**Required action**
All records below are to be repeated precisely, with nothing added.

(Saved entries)
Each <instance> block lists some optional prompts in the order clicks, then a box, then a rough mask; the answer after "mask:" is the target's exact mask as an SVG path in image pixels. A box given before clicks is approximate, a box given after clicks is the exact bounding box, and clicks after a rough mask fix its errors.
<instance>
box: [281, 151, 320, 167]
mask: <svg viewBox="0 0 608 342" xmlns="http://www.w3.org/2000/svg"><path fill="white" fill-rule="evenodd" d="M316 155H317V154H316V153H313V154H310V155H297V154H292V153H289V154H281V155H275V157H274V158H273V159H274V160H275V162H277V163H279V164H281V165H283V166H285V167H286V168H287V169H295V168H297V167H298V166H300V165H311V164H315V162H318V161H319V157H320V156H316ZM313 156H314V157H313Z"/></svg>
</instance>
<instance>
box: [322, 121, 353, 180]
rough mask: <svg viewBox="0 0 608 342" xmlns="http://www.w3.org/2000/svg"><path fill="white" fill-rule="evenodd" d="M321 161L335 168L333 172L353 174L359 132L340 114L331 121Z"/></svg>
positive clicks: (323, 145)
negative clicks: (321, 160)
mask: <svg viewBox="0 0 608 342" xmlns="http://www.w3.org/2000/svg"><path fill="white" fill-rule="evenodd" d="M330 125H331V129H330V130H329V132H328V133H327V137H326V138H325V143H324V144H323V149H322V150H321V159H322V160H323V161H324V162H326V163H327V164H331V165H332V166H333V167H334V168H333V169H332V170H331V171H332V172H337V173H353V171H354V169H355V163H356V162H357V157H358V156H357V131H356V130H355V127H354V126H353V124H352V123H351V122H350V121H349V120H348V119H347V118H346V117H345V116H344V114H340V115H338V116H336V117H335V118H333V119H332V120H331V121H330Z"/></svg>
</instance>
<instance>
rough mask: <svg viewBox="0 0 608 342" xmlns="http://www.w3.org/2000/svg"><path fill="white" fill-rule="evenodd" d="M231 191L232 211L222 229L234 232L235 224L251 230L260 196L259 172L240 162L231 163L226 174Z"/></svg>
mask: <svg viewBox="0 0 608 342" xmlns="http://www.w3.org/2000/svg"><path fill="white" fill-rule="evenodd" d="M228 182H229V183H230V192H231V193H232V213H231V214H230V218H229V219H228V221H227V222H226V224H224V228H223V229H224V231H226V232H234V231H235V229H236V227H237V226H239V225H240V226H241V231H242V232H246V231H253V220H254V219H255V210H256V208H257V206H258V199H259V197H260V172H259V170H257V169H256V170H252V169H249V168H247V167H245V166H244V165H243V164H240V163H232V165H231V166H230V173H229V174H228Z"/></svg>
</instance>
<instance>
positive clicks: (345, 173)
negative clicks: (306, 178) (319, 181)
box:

**Result below**
Each <instance> block lists some optional prompts in the order clicks, then a box, then a rough mask; the answer after "mask:" is the target's exact mask as an SVG path in image pixels. A box given before clicks is approximate, a box given after clicks is the exact bounding box, and clicks after a rough mask fix its errors.
<instance>
box: [281, 151, 320, 167]
mask: <svg viewBox="0 0 608 342" xmlns="http://www.w3.org/2000/svg"><path fill="white" fill-rule="evenodd" d="M316 155H317V154H316V153H313V154H310V155H297V154H292V153H289V154H281V155H275V157H274V158H273V159H274V160H275V162H277V163H279V164H281V165H283V166H285V167H286V168H287V169H295V168H297V167H298V166H300V165H311V164H315V162H318V161H319V157H320V156H316ZM313 156H314V157H313Z"/></svg>
</instance>
<instance>
box: [322, 121, 353, 180]
rough mask: <svg viewBox="0 0 608 342" xmlns="http://www.w3.org/2000/svg"><path fill="white" fill-rule="evenodd" d="M321 161L335 168L333 172L353 174L359 132L340 114L331 121Z"/></svg>
positive clicks: (323, 145)
negative clicks: (321, 160)
mask: <svg viewBox="0 0 608 342" xmlns="http://www.w3.org/2000/svg"><path fill="white" fill-rule="evenodd" d="M330 125H331V129H330V130H329V132H328V133H327V137H326V138H325V143H324V144H323V149H322V150H321V159H322V160H323V161H324V162H326V163H327V164H331V165H332V166H333V167H334V168H333V169H332V170H331V171H332V172H337V173H353V171H354V169H355V163H356V162H357V157H358V156H357V131H356V130H355V127H354V126H353V124H352V123H351V122H350V121H349V120H348V119H347V118H346V117H345V116H344V114H340V115H338V116H336V117H335V118H333V119H332V120H331V121H330Z"/></svg>
</instance>
<instance>
rough mask: <svg viewBox="0 0 608 342" xmlns="http://www.w3.org/2000/svg"><path fill="white" fill-rule="evenodd" d="M231 191L232 211L222 229L234 232L235 224L251 230L260 196L259 172L240 162L231 163L226 174Z"/></svg>
mask: <svg viewBox="0 0 608 342" xmlns="http://www.w3.org/2000/svg"><path fill="white" fill-rule="evenodd" d="M228 182H229V183H230V192H231V193H232V213H231V214H230V218H229V219H228V221H227V222H226V224H224V228H223V229H224V231H226V232H234V231H235V229H236V227H237V226H239V225H240V226H241V231H242V232H246V231H253V220H254V219H255V210H256V208H257V206H258V199H259V197H260V172H259V170H257V169H256V170H252V169H249V168H247V167H245V166H244V165H243V164H240V163H232V165H231V166H230V173H229V174H228Z"/></svg>
</instance>
<instance>
positive clicks: (345, 173)
negative clicks: (306, 178) (319, 181)
box:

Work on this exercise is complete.